PROBLEM - Can you copy out the material word for word, from its first line through the line containing "point(94, 32)"?

AVAILABLE DATA -
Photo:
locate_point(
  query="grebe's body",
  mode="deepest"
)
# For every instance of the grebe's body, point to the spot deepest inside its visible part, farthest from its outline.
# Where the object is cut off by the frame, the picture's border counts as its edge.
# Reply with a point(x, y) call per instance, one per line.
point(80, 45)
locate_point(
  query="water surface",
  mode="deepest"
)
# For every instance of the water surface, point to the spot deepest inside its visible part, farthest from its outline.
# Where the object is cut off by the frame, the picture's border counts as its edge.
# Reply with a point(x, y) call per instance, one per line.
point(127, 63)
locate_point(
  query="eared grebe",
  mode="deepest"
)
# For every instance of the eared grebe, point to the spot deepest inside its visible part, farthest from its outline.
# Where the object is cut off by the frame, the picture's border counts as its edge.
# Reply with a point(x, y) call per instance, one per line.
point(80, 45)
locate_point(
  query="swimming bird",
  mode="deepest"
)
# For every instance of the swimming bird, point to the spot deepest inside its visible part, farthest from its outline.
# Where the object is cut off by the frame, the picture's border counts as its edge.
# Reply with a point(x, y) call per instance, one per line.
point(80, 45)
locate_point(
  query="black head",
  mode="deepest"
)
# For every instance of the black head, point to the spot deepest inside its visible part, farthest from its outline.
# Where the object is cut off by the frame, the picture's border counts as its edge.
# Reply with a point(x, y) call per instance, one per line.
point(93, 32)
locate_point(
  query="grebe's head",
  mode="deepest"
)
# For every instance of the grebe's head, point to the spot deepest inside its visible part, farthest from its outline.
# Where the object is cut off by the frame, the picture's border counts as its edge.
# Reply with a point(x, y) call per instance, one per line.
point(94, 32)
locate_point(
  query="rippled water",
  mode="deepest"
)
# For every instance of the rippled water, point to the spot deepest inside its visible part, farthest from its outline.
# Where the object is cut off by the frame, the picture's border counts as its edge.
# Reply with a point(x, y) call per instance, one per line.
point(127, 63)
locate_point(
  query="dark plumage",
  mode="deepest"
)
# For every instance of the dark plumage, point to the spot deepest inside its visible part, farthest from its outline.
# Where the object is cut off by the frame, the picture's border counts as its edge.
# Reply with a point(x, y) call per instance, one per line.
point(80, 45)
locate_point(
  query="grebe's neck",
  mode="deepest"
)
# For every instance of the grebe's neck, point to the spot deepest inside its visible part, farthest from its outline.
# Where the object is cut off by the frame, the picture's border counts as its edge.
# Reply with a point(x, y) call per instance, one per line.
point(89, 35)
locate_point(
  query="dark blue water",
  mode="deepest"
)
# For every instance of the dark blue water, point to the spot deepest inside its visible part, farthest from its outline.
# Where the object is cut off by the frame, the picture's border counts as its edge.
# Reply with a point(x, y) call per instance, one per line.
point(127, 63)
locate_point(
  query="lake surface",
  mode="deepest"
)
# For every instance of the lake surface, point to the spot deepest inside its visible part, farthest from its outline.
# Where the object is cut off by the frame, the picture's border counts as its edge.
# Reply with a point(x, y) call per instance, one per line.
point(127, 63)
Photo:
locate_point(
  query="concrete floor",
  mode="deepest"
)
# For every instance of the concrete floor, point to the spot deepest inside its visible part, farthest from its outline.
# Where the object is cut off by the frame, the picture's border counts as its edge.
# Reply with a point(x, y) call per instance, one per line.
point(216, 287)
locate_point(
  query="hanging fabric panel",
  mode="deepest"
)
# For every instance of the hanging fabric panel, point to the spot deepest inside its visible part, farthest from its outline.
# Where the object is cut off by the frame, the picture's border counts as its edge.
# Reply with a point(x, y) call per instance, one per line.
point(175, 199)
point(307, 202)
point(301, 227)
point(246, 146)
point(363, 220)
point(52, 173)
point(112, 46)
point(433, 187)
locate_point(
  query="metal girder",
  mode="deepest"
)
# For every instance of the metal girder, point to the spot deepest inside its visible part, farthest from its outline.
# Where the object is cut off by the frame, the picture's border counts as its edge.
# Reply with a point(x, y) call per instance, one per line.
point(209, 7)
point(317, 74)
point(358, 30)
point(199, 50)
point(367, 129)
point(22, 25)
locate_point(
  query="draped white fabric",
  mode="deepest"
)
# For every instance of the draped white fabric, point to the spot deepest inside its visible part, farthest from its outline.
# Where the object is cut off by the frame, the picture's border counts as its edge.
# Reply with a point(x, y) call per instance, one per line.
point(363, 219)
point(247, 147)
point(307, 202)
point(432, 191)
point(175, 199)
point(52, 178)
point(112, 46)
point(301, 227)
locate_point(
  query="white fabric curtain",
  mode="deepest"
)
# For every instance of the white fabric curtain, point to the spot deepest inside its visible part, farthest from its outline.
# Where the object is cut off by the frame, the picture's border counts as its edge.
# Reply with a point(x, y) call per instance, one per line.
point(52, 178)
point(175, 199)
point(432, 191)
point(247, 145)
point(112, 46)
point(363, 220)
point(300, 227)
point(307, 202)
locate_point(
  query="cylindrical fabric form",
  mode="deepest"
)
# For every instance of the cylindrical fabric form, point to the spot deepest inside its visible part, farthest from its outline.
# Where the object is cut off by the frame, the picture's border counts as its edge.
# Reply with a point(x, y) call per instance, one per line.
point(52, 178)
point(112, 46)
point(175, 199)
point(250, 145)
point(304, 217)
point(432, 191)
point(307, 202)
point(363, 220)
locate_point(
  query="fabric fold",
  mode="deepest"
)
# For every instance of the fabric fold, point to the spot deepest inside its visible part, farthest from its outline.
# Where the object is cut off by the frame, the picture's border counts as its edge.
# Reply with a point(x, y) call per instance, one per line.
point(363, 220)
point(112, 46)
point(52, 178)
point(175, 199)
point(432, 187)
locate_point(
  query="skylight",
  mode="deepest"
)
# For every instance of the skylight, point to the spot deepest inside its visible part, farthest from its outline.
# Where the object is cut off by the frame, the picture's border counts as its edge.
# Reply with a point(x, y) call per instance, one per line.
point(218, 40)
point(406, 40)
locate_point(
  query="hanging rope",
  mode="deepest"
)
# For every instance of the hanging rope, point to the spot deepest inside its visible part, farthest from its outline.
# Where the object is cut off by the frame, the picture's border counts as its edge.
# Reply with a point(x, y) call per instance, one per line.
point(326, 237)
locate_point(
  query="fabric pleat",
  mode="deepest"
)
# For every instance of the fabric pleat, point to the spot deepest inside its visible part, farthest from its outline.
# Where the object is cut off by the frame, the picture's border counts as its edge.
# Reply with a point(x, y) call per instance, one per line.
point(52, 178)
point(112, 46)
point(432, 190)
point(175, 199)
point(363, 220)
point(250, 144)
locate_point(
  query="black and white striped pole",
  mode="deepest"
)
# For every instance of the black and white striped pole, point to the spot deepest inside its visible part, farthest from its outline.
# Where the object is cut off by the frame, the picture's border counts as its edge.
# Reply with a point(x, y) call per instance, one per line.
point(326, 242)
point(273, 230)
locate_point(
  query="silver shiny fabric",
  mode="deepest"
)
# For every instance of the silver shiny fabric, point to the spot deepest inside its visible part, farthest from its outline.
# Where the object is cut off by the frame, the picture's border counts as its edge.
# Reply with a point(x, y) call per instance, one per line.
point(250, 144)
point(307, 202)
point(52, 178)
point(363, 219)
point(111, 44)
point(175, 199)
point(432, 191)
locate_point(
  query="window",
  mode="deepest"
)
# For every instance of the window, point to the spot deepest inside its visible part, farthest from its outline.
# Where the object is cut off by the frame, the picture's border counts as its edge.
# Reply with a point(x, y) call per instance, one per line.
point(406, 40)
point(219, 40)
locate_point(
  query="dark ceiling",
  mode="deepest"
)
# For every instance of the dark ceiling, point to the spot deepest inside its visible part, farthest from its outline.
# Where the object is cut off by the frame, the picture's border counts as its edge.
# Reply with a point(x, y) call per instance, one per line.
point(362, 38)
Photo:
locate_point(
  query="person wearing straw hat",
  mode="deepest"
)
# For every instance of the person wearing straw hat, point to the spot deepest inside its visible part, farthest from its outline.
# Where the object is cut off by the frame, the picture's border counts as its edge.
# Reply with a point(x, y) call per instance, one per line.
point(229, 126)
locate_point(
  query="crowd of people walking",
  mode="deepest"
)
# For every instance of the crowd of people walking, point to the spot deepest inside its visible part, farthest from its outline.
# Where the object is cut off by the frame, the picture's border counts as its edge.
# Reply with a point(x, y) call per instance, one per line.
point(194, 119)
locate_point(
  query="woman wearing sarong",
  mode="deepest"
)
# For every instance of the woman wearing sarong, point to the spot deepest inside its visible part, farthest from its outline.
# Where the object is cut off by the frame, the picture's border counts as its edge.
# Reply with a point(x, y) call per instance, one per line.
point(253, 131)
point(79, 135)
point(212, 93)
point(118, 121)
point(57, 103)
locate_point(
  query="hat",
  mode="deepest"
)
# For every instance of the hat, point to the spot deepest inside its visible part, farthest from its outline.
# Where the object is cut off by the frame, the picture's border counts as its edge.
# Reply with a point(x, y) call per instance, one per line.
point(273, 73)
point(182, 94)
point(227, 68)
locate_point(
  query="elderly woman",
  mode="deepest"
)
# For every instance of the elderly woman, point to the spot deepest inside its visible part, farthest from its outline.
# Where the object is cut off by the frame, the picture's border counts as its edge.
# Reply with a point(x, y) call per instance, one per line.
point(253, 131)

CORRECT RESPONSE -
Photo:
locate_point(
  query="grebe's body",
  mode="deepest"
)
# For every instance of the grebe's body, point to the spot deepest inside its visible part, farthest from its outline.
# Where the object is cut off by the frame, the picture's border counts as its edge.
# Reply with a point(x, y) call per instance, one per line.
point(80, 45)
locate_point(
  query="water surface",
  mode="deepest"
)
# For every instance of the water surface, point to the spot deepest inside its visible part, farthest from its outline.
# Where the object is cut off by the frame, the picture's border counts as its edge.
# Reply with a point(x, y) call per instance, one per line.
point(127, 63)
locate_point(
  query="eared grebe",
  mode="deepest"
)
# For every instance of the eared grebe, point to the spot deepest inside its visible part, farthest from its outline.
# Where the object is cut off by the frame, the picture's border counts as its edge.
# Reply with a point(x, y) call per instance, one per line.
point(80, 45)
locate_point(
  query="swimming bird",
  mode="deepest"
)
# For every instance of the swimming bird, point to the spot deepest inside its visible part, farthest from its outline.
# Where the object is cut off by the frame, the picture's border counts as its edge.
# Reply with a point(x, y) call per instance, one per line.
point(80, 45)
locate_point(
  query="black head",
  mode="deepest"
)
# For every instance of the black head, point to the spot deepest inside its visible part, farthest from its outline.
# Where the object is cut off by the frame, the picture's border counts as its edge.
# Reply with a point(x, y) call per instance, one per line.
point(93, 32)
locate_point(
  query="grebe's head",
  mode="deepest"
)
# For every instance of the grebe's head, point to the spot deepest inside its visible part, farthest from its outline.
# Where the object is cut off by the frame, the picture's border counts as its edge.
# Reply with a point(x, y) call per instance, one per line.
point(94, 32)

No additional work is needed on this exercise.